--- What is being asked ---
Reproduce every record below word for word and include no pictures.

--- Dataset content ---
* * *
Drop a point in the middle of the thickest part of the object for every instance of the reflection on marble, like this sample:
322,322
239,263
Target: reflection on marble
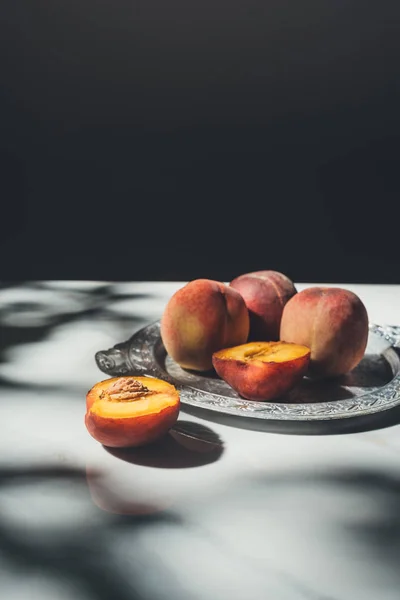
236,514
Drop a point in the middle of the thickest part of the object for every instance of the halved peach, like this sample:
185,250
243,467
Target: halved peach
131,411
262,370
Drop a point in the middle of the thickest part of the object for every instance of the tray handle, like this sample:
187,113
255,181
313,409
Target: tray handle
115,361
118,360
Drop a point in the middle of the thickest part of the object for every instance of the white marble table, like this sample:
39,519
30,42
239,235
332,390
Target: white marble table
248,515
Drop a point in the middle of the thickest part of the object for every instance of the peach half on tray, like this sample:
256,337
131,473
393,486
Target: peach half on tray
262,370
131,411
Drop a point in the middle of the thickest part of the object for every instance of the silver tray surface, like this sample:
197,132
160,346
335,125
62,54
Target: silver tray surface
373,386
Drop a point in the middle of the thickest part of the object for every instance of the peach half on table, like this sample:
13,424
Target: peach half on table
262,370
333,323
200,318
265,294
131,411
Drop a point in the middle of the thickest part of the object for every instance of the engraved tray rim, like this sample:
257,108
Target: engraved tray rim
137,356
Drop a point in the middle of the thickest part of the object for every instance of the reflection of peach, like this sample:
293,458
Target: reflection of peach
131,411
176,450
106,499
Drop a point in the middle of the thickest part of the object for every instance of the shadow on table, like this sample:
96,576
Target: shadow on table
186,445
77,556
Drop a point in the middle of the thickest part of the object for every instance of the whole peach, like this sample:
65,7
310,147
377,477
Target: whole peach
201,318
265,294
333,323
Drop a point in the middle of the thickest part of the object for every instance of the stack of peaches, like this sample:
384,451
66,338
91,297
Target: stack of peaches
261,335
258,333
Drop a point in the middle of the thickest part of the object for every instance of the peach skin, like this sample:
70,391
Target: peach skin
131,411
262,370
333,323
265,294
201,318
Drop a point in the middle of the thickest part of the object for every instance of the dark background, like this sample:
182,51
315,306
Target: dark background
178,139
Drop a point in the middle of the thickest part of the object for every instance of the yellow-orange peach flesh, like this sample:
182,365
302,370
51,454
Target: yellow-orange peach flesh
262,370
333,323
265,294
131,411
201,318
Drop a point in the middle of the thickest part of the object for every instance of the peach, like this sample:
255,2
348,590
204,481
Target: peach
265,294
262,370
201,318
333,323
131,411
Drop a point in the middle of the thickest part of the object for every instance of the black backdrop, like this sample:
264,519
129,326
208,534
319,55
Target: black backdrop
174,139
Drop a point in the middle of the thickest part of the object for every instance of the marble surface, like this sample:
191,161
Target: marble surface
215,512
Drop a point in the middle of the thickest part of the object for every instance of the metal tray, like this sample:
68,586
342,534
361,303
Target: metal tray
373,386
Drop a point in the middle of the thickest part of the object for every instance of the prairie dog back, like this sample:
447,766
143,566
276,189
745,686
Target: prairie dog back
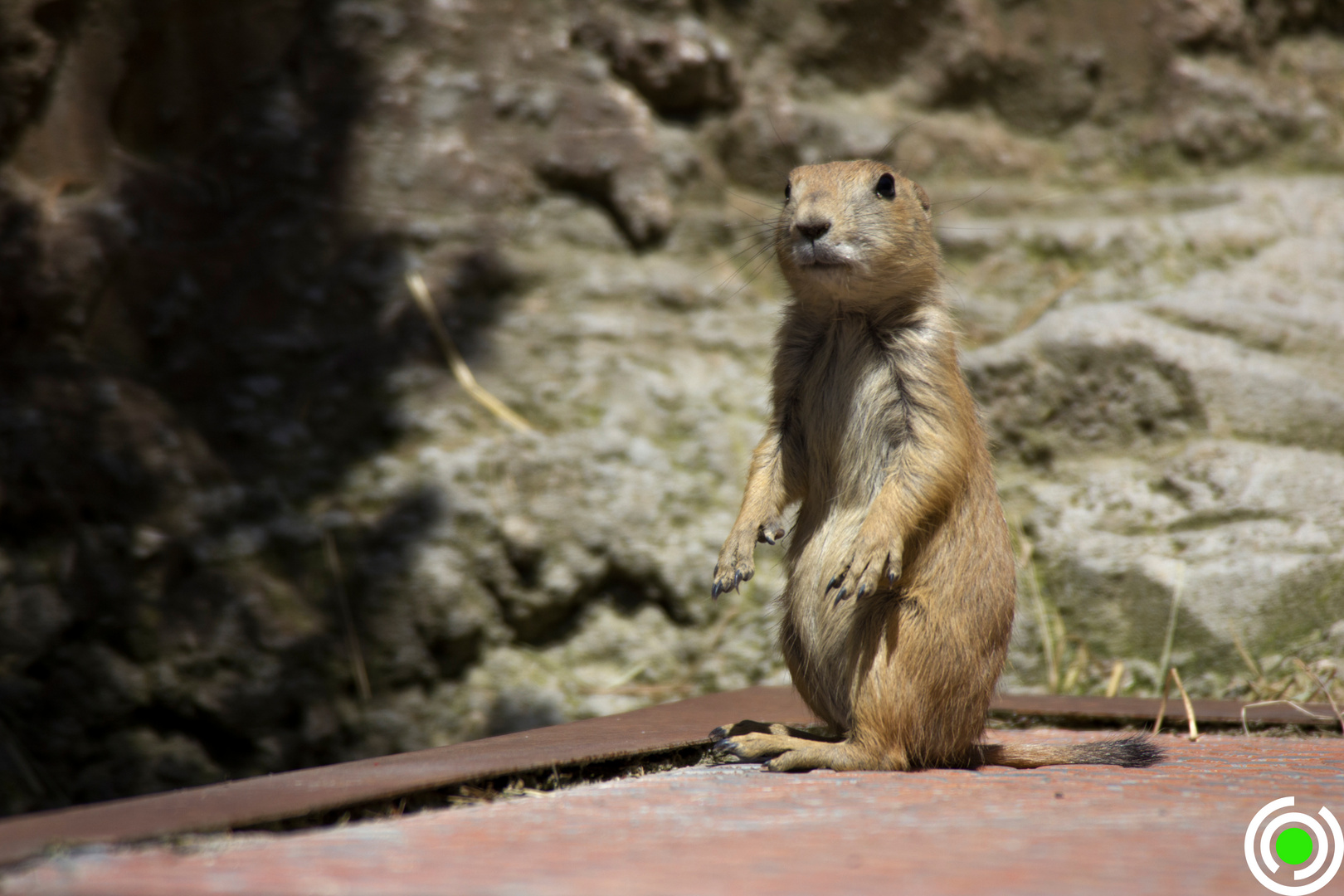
901,581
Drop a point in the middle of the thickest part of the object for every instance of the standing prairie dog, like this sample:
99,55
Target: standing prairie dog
901,589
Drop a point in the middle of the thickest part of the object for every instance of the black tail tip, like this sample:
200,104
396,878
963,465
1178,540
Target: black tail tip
1135,751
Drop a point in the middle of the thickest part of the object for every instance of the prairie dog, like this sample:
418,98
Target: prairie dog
901,579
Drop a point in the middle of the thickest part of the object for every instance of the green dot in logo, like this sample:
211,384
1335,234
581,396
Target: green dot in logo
1293,846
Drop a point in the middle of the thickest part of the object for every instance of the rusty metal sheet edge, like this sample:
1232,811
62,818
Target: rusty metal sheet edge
299,793
644,731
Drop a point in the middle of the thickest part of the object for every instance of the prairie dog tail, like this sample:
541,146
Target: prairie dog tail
1136,751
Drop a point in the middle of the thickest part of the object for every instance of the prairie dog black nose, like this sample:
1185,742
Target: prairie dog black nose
813,229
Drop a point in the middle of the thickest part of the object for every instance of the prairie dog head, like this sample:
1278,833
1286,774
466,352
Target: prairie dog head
856,232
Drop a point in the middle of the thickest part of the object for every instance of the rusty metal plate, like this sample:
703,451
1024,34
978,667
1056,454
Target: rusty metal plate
1176,828
297,793
656,728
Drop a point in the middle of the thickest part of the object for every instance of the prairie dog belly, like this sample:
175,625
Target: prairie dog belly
850,416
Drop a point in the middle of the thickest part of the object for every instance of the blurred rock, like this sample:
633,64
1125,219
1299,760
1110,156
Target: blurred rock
679,66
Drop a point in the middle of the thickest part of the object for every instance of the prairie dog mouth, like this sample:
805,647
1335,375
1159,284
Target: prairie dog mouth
812,254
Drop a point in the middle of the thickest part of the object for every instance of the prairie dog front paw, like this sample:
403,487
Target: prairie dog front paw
737,562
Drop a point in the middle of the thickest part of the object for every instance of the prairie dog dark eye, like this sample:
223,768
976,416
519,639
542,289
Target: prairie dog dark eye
886,187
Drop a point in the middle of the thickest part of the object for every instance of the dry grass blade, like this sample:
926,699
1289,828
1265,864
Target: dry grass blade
1036,309
1161,707
1259,684
463,373
1118,672
1277,703
357,653
1171,624
1190,707
1047,642
1322,687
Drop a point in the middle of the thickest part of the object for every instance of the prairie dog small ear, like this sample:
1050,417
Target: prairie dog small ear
923,197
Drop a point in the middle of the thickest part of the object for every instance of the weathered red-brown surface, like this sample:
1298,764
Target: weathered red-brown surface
297,793
657,728
1176,828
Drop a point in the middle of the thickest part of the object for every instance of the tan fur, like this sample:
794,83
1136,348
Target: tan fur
901,587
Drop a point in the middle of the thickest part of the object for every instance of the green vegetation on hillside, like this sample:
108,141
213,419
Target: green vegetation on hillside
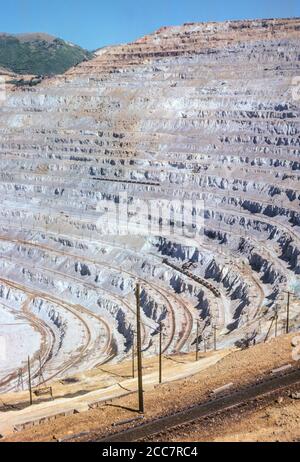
38,56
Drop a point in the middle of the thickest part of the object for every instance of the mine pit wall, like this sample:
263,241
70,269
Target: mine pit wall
201,112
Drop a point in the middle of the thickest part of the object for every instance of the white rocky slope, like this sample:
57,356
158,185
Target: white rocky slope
204,113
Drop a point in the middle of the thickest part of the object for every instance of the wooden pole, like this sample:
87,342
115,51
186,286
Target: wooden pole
160,352
29,382
197,342
288,313
215,337
133,355
139,350
266,338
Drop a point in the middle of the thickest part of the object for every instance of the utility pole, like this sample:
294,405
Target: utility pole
133,355
276,323
160,352
266,338
197,342
139,350
215,337
288,313
29,382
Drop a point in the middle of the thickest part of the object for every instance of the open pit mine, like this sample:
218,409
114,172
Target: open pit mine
101,165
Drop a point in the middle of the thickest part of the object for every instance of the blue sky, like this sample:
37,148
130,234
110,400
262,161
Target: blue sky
95,23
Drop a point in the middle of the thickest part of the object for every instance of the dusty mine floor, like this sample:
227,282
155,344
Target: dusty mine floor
278,419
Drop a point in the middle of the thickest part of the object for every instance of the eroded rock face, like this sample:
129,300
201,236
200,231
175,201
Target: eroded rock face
202,113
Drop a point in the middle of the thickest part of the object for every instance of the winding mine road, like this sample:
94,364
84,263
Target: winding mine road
240,396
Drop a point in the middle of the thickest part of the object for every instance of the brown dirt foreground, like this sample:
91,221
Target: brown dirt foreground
277,421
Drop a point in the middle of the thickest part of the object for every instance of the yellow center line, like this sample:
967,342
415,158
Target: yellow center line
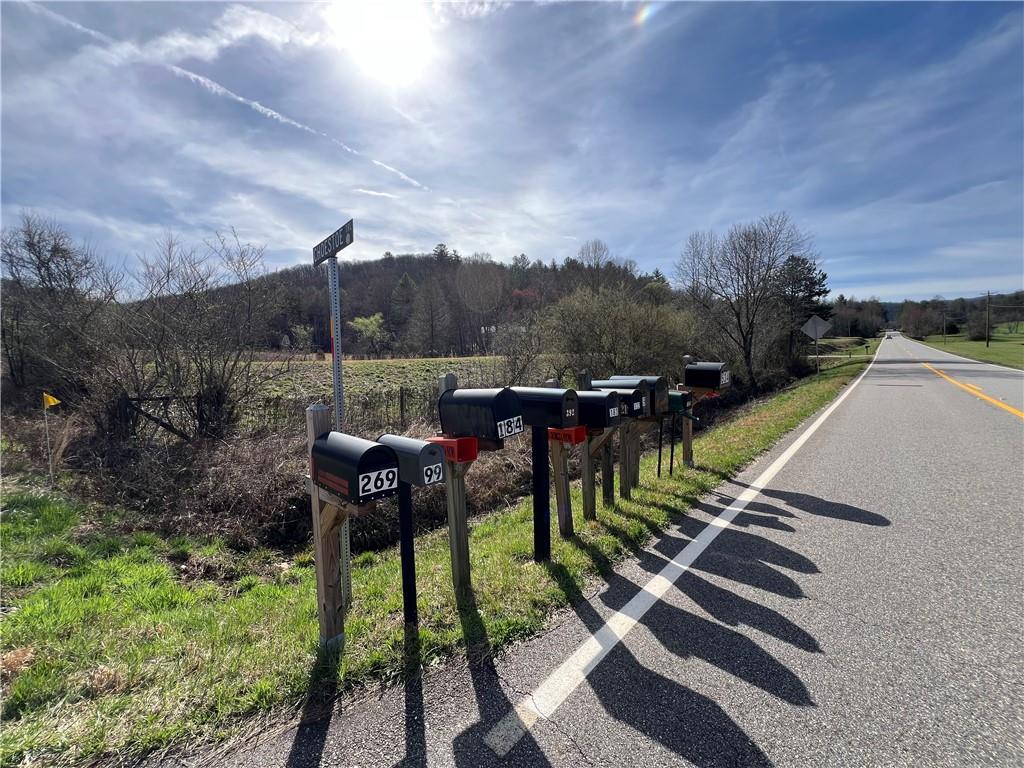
976,392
* * *
--- Solution to the problem ---
Drop a point in the middle of the thickest part of the object for every instance of the reflection on marble, like this sample:
322,322
239,263
Target: reflection on marble
236,514
Drop a point in the middle of the thickest part of the object for every instance of the halved peach, like this sample:
185,250
243,467
Target: halved peach
131,411
262,370
Drop a point in the middle of the thickest part of the object for every instance of the tray handle, like this sample:
187,113
255,181
313,409
Target: tray handle
115,361
118,360
Drop a point in the middle of the thickest part of the object for every instance of the white marble table, like this sample:
39,519
30,42
239,235
332,390
Target: white marble table
248,515
Drop a point in the middle of the thickest part of the object for every instance of the peach half on tray, like this sample:
256,337
131,473
393,486
Target: peach half on tray
262,370
131,411
Drop a point in the middle of the thickest part of the object for every instance of the silver tray surface, like this sample:
197,132
160,346
335,125
62,54
Target: silver tray surface
373,386
Drop a point in the middle of the thickest part of the object for every instance of the peach half on table, like this sample:
13,424
Target: peach half on table
262,370
333,323
200,318
265,294
131,411
Drop a point in the middle of the thickest part of the object for every instance of the engraved tray rim, like this sample:
257,108
Target: engraved tray rim
137,356
Drop a point in the middle of the thickest part of the object for every instance of the reflection of peach, like this sample:
293,458
Target: reflection of peach
131,411
176,450
106,499
Drop a point in the middle of the thickest part of the object for every instance of the shadow on table, like this sample:
96,576
Target: shadow on table
186,445
77,556
Drop a point in the middle of the thickest part of the object for every instance of the whole peach, like this sample:
65,7
310,147
377,477
Target: whole peach
201,318
265,294
333,323
Drop a point in the middle of the thickest part of the object for every instance of the stack of peaches, like this sample:
384,451
66,338
91,297
Target: stack of peaches
261,335
258,333
Drop a point in the middle of the thickest part of the object for every instance of the peach skin, like this sample:
70,391
Target: peach skin
131,411
262,370
333,323
265,294
201,318
Drop a point in the middle of the thickest part of the object for every instance of the dark background, like this sample:
182,51
315,306
Target: dark background
178,139
Drop a point in the middle of the thickest part of the object for every instance of the yellow-orange peach flesh, like this sample:
182,365
302,370
51,454
Target: yellow-orange peach flesh
262,370
333,323
265,294
131,411
201,318
Drop a point in the middle of the thickest part of the object for every instance of the peach, like this sample:
255,2
348,590
204,481
Target: peach
265,294
262,370
201,318
333,323
131,411
Drop a point in the middle of the thickest part of the object for every instance of the black backdrop, like this sample:
264,519
129,326
208,534
319,55
Target: black backdrop
174,139
Drop a point in the middle of the thickest part of the object for every instance of the marble surface, like this sample:
191,161
Target: marble surface
215,512
Drop a point in the middle of the thickest part of the object for every instance of the metal tray, like this sample:
68,586
342,534
361,303
Target: metal tray
373,386
Drop a point in the middle of the thickest part of the object for every instance of the prairie dog back, like this sample:
447,766
143,566
276,189
745,686
Target: prairie dog back
901,581
Drop a point in the middle of the thickest part of the object for every instance of the standing prairie dog, like this sample:
99,55
Target: standing prairie dog
901,589
Drop a point in the middle of the thickest part of the object for every instance of the black tail tip, like this sample:
200,104
396,878
963,465
1178,540
Target: black tail tip
1135,751
Drop a point in the middle of the thickest part of the object for every instance of the prairie dog, like this sample:
418,98
Target: prairie dog
901,579
Drop a point in the middle of the thickest part of the object for every instance of the green dot in logo, like this sample:
211,384
1335,234
581,396
Target: green dot in logo
1293,846
Drop a point in the middle of the thickest part of the object for every instance of the rusty metal sheet edge, like this sample:
1232,811
62,818
Target: rusty metal sheet edge
299,793
644,731
Drop a point in the middle of the thickest part of the object for every instance of the prairie dog tail, like this sample:
541,146
Target: prairie dog tail
1136,751
Drop a point in the middle of the thickest part of the object for every instance of the prairie dog black nose, like this sample:
1185,742
Target: prairie dog black nose
813,229
Drop a point in the middle of the thickest part of the object for every instance of the prairie dog head, like this sample:
1278,833
1286,774
466,352
Target: prairie dog head
856,232
Drop a point in the middle of the thickest part of the object for every instance of the rusty metal plate, like this sample:
703,451
1024,34
978,667
1056,454
Target: rusty metal plate
1176,828
297,793
656,728
Drop a point in the middle of the thickest part of the object for every instance of the prairie dog belly, like this sample:
175,625
Target: prairie dog belly
850,416
Drop a point in the middle of the thickest part of the object for every instance of the blurred rock, like this sample:
633,64
1125,219
1299,760
1110,156
Target: blurred rock
679,66
Drop a point in the middle of the thickest part of the object for every instance of the prairie dog mouth, like this sample:
805,647
1335,375
1159,284
Target: prairie dog mouth
812,254
Drop a point in the middle of the thickest part of the object for every instance of the prairie dog front paw, like this sample:
403,487
Target: prairie dog front paw
737,562
Drop a point in the middle of the thickest part of the object for every instance of the prairie dog dark eye, like this sample:
223,768
976,416
519,639
542,289
Target: prairie dog dark eye
886,187
Drop a point in the middle of the thickest part of the object for every instance of the dry grass blade, like this sample:
926,699
1289,828
1265,864
Target: dry grass blade
1036,309
1161,707
1259,684
463,373
1118,672
1277,703
357,653
1171,624
1190,707
1047,642
1322,687
Drop a point in the middle of the thickest part of the object for every instance of the prairie dog small ear, like this sample:
1050,417
Target: prairie dog small ear
923,197
Drop a point in the middle of the thickest part of the object for every instance of the weathered red-brown surface, like this sample:
1298,764
Target: weathered red-brown surface
297,793
657,728
1176,828
Drop a point in the middle of the thickest part of the object for every instance of the tan fur, like this sample:
794,83
1136,348
Target: tan fur
901,587
Drop a point in the middle of the thickest part of the object for every instance of the green vegetation on hillside, like this sample:
108,141
213,419
Target: green vegetation on hillside
38,56
Drop a point in the middle of the thickest part of the object for every instance of the mine pit wall, like this sample:
263,241
70,269
Target: mine pit wall
201,112
Drop a point in the middle of the thickest part of the object for every instance of the white rocky slope, like this sample:
57,356
158,185
Target: white rocky slope
204,113
Drop a point in the middle of the thickest part of the object for every instance of the wooden pole, like this sample:
87,342
115,51
186,286
Target: wooden pole
160,352
29,382
197,342
288,313
215,337
133,355
139,350
266,338
Drop a point in the middle of the thickest part of the object for every instance of the utility pole, like this sample:
294,405
Target: utility pole
133,355
276,323
160,352
266,338
197,342
139,350
215,337
288,313
29,382
Drop a point in the middle of the thickest part of the object for every instance of the open pit mine, like this sample:
218,409
114,172
Target: open pit mine
101,165
Drop a point in the middle of the thickest part of the object for every instance of the blue sky, like this sample:
37,148
130,234
110,400
262,161
Target: blue sky
95,23
Drop a point in the middle of the thickest part of the object for every instance of the dusty mine floor, like this sample:
227,282
155,344
Target: dusty mine floor
278,419
Drop a point in the middle of the thickest part of the object for every instance of the eroded rock face, like this sample:
129,300
201,236
200,231
175,201
Target: eroded rock face
202,113
Drop a point in the middle of the thickest part of the object for every instance of the winding mine road, like this sample:
94,364
84,263
Target: winding mine road
240,396
Drop a point in the middle of the thickest part of the object for every instance of the brown dirt foreground, like this sample:
91,221
Target: brown dirt foreground
277,421
Drop a point in the middle of the thickest part of the object for every instance of the yellow center line, like this sample:
967,342
415,158
Target: yellow center line
976,392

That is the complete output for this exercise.